Source records ▸
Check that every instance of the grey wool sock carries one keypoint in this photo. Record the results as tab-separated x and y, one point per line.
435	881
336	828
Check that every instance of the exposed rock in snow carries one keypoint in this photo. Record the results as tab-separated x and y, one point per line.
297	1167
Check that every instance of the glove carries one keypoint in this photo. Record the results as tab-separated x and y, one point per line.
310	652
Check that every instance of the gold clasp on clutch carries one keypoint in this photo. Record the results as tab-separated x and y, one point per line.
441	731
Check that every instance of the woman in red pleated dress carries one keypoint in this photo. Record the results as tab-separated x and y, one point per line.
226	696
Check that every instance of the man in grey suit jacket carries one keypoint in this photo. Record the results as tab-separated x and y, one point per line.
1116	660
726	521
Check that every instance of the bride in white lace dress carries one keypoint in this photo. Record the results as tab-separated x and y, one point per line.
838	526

Written instruction ▸ Repeat all of the data above word for word, keeping every line in its original order.

Solved exercise ▸
Check that every instance of the grey wool sock carries one keypoint in this photo. Record the results as tab-separated x and y, one point per line.
435	881
336	828
Check that every instance of the exposed rock in snow carries one keypoint in this photo. Record the results as tab-separated x and y, one point per line.
297	1167
Check that every instance of the glove carries one keypoint in this photo. Record the results as tab-separated x and y, one point per line.
310	652
Check that every instance of the gold clasp on clutch carries one keypoint in this photo. Record the results as tab-separated x and y, one point per line.
441	731
Check that every instance of the woman in red pleated dress carries one keypoint in this photo. Record the results as tab-separated x and y, one point per line.
226	696
Check that every instance of the man in grey suit jacket carries one keypoint in this photo. Record the results as tab-separated x and y, one point per line.
1116	660
726	521
Check that every instance of the bride in white lace dress carries one keypoint in this photo. Record the results as tab-separated x and y, one point per line.
838	526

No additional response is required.